— Work task —
Could you write out the records below exactly, without omitting a line?

— Dataset extract —
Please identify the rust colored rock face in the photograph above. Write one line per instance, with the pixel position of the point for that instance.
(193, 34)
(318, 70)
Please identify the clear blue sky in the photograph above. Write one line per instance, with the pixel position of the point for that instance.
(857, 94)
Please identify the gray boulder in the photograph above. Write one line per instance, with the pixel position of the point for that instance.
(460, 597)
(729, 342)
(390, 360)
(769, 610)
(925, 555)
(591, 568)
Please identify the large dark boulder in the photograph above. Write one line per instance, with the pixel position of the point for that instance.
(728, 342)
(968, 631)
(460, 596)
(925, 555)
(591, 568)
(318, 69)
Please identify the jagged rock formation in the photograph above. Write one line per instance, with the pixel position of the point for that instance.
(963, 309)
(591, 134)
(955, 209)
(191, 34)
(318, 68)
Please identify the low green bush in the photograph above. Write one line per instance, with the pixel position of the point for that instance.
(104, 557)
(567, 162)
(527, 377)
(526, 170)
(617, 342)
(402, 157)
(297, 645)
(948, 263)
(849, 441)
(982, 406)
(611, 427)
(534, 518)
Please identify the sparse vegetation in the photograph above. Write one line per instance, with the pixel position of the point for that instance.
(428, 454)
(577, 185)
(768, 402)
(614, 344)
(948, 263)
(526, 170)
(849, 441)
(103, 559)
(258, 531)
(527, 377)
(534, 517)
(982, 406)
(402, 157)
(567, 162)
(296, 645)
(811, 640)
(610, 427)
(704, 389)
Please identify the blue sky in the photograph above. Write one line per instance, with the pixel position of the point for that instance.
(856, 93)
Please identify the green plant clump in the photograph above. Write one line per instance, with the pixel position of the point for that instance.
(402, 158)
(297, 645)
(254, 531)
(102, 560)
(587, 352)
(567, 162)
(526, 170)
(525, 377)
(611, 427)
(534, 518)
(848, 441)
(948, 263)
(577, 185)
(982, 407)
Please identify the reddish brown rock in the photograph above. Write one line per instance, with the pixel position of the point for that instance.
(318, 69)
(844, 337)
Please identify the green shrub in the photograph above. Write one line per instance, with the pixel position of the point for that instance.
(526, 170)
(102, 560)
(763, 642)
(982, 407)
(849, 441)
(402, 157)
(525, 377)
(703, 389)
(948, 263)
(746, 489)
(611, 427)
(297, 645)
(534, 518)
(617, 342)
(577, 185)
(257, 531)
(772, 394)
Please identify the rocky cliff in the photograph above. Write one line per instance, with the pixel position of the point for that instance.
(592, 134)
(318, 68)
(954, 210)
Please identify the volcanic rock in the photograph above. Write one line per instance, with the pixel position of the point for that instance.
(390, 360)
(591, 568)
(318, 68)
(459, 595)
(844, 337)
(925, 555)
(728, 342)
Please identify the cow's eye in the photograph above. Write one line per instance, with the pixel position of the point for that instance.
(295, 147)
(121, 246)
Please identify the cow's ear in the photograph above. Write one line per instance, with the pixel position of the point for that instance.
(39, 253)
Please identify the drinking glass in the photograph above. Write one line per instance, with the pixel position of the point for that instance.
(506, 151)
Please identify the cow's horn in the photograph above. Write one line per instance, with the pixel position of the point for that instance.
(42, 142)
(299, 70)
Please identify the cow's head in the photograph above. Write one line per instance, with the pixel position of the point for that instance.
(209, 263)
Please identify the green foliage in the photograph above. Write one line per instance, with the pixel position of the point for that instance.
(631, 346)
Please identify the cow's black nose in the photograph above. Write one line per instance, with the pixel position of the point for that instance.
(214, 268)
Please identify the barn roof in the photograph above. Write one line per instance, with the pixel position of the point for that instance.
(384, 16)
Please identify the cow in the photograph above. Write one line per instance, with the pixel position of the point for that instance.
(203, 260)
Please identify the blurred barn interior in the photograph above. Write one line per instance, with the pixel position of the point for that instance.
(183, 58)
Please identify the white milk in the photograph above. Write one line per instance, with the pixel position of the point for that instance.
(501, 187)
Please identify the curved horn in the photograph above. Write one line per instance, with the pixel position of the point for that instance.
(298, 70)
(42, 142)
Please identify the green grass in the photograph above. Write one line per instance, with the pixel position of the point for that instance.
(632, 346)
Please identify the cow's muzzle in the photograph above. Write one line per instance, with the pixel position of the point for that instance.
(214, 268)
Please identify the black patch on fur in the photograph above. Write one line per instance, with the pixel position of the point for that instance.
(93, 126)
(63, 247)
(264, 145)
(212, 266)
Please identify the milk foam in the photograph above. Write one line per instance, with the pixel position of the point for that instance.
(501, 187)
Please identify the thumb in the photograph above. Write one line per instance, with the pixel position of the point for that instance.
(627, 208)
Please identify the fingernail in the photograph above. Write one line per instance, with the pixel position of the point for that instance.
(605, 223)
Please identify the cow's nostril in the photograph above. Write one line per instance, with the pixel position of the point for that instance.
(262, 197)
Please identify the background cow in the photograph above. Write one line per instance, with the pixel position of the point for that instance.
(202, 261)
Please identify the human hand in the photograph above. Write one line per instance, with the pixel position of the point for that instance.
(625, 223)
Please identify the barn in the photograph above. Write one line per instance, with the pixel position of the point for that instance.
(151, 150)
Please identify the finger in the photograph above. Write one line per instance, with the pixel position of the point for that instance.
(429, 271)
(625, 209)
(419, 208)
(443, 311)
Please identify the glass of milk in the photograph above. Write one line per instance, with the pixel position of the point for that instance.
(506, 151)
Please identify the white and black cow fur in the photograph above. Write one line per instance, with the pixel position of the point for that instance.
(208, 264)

— Reply —
Please identify the rust colored rock face in the photograph above. Write one line per instance, with the pixel position of the point for that instance.
(193, 34)
(318, 70)
Please identify the clear blue sky in the photograph above. Write one line per instance, with the pixel position of the point for that instance.
(857, 94)
Please identify the gray boulder in the photograph above. Write one line per instance, with the pixel position of the point for that instance.
(460, 597)
(729, 342)
(390, 360)
(769, 610)
(925, 555)
(591, 568)
Please identify the large dark boulder in the photograph above. Write one line per instance, with the pixel position of the point for that instance.
(728, 342)
(968, 631)
(460, 596)
(925, 555)
(591, 568)
(318, 69)
Please identify the jagged rock formation in the photograph above. Write one line per instance, with the pixel position of the point for that instance.
(963, 309)
(591, 134)
(955, 209)
(191, 34)
(318, 68)
Please identify the low green bush in the photograph above. Write one line per instance, with the pixel position of the point for that instance.
(104, 557)
(567, 162)
(527, 377)
(526, 170)
(617, 342)
(402, 157)
(297, 645)
(948, 263)
(849, 441)
(982, 406)
(611, 427)
(534, 518)
Please identify the sparse vegetation in the photograph above. Write one line per instance, with the pixel position of the point for that instance.
(428, 454)
(577, 185)
(768, 402)
(614, 344)
(948, 263)
(526, 170)
(849, 441)
(103, 559)
(258, 531)
(527, 377)
(534, 517)
(982, 406)
(402, 157)
(567, 162)
(296, 645)
(811, 640)
(610, 427)
(704, 389)
Please identify the blue sky in the photograph above. Write one line per instance, with the pixel position of the point for that instance.
(856, 93)
Please identify the green plant clump in the photograph above. Write one line per instance, with the pixel position of the point for that instance.
(402, 158)
(297, 645)
(254, 531)
(102, 560)
(587, 352)
(567, 162)
(526, 170)
(525, 377)
(611, 427)
(534, 518)
(848, 441)
(948, 263)
(577, 185)
(982, 407)
Please identify the reddish brown rock in the photograph above. Write one line per instance, with the pixel position of the point for that instance.
(318, 69)
(844, 337)
Please identify the green shrub in the photograph above. Write one line per instance, with the pixel position of the point for that instance.
(526, 170)
(102, 560)
(763, 642)
(982, 407)
(849, 441)
(402, 157)
(525, 377)
(703, 389)
(948, 263)
(746, 489)
(611, 427)
(297, 645)
(534, 518)
(617, 342)
(577, 185)
(257, 531)
(772, 394)
Please identify the rocky cliff in the photograph above. Write one line per instance, with the pixel position of the point for that instance.
(592, 134)
(318, 68)
(954, 210)
Please identify the volcanic rock in the photograph above. Write one line per instance, with the pixel position of the point for that instance.
(390, 360)
(591, 568)
(318, 68)
(459, 595)
(844, 337)
(925, 555)
(728, 342)
Please identify the cow's eye in the photograph above. Write one line per instance, with the pixel position of the point for that instance.
(295, 147)
(121, 246)
Please identify the cow's ear in the photograph above. Write one line per instance, with the pixel position of the point for that instance.
(39, 253)
Please identify the drinking glass in the photograph above. Write one line per instance, with the pixel position of the point for that instance.
(506, 151)
Please identify the cow's horn in the photograph above. Write one line per instance, with the pixel position of the point for that instance.
(42, 142)
(299, 70)
Please identify the cow's head in the photograph above. Write one line per instance, with the pixel position of the point for that instance.
(209, 263)
Please identify the green foliage in the photograph above. Write one line per instance, with the pixel position of the point for that instance.
(631, 346)
Please identify the cow's black nose in the photograph above. Write one line per instance, with the pixel position of the point for that instance.
(214, 268)
Please identify the barn roof in the photograph above. Write one line per instance, with the pixel position of the point for that instance.
(384, 16)
Please identify the cow in the photograph above. Write one line per instance, with the pixel position of the point for that instance.
(203, 260)
Please identify the blurred barn interior in the photograph above. Write one line per instance, with the pixel position of the point for that instance.
(183, 58)
Please identify the white milk in the photograph above. Write one line per instance, with the pixel position of the point for that instance.
(501, 187)
Please identify the curved horn in the photograph above. Write one line per instance, with the pixel position of the point for that instance.
(298, 70)
(42, 142)
Please identify the green grass in the photograph above. Write one line per instance, with the pixel position of the point for that instance.
(632, 346)
Please identify the cow's muzzle in the photograph above. Write one line per instance, with the pixel position of the point for that instance.
(214, 268)
Please identify the black patch on fur in the photograph above. Write one line per instance, with the pixel position of the point for that instance.
(93, 126)
(63, 247)
(264, 145)
(212, 266)
Please identify the milk foam in the photograph above. Write one line per instance, with the pixel position of the point for that instance.
(501, 187)
Please identify the thumb in the photograph above. Write one line per instance, with the pixel position of the point for that instance.
(627, 208)
Please identify the fingernail in the photograph above. Write one line per instance, with the pixel position of the point for that instance.
(605, 223)
Please identify the cow's nostril in the photograph above. Write one line per instance, with the pixel position of the point for that instance.
(262, 197)
Please identify the background cow in the photograph above. Write one line per instance, with the pixel position of the point for that instance.
(202, 261)
Please identify the human hand in the photograph above. Write one line per instance, with the pixel position of the point for that instance.
(625, 223)
Please identify the barn in the photograph above. Write one line per instance, with the pixel position of the point for that instance.
(151, 150)
Please identify the finger in the photograph above. Write one line per instance, with the pixel position of the point for that instance.
(429, 271)
(625, 209)
(419, 208)
(443, 311)
Please identify the glass of milk in the photograph above. Write one line per instance, with the pixel position of the point for that instance.
(506, 151)
Please identify the white and black cow fur in the photograph above. Write one line per instance, with the pixel position of the point for that instance.
(208, 264)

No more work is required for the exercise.